- [Problem statement] Please pull out each line of the material below that contains the string "dark", treating uppercase and lowercase as different.

- [Records to process]
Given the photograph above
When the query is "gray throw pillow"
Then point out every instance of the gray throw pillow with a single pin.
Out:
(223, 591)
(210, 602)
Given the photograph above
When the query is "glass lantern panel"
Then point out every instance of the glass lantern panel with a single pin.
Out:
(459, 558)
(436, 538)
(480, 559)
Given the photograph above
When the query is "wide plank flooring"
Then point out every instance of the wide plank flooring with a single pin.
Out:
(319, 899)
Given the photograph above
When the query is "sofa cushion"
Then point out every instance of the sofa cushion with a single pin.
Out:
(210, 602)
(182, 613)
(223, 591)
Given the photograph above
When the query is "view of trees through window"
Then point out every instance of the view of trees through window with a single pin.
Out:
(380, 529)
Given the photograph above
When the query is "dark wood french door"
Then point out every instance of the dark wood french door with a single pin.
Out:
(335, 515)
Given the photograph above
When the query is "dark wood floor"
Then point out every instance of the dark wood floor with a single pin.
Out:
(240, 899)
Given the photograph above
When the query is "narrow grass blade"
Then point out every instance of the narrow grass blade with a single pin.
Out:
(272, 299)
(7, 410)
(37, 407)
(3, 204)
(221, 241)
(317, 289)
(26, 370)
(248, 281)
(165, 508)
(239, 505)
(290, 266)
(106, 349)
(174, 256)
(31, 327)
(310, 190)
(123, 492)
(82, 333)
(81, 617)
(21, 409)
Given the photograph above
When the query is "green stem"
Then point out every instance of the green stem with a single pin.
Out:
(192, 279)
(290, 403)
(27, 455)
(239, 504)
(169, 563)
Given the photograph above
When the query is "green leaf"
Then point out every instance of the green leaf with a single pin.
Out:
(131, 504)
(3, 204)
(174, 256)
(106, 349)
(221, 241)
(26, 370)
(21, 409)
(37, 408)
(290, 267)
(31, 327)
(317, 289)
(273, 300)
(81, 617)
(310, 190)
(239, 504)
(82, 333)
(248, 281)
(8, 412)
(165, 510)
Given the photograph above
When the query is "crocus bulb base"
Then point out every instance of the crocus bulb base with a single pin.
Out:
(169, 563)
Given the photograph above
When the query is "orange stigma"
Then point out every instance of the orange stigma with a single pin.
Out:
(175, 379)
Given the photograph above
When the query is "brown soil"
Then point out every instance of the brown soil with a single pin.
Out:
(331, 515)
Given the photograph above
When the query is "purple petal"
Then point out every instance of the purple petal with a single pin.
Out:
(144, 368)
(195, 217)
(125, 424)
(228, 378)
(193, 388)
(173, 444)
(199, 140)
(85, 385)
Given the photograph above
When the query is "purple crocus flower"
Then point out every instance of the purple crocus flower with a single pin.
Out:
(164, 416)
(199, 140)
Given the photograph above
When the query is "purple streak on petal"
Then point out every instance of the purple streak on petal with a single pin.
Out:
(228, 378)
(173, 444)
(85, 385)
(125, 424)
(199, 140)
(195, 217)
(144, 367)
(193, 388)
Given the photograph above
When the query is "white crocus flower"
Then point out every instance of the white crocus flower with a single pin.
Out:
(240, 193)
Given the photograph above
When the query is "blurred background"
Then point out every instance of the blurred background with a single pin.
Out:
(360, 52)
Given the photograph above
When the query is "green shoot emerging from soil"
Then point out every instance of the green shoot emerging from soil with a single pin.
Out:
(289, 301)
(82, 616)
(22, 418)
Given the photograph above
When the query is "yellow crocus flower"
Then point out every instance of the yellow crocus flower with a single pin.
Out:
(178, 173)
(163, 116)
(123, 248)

- [Right answer]
When the query is "dark wood french door"
Then point out every instance of the dark wood french door with a single pin.
When the query is "dark wood floor"
Then point out every instance of the dark wood floor with a single pin.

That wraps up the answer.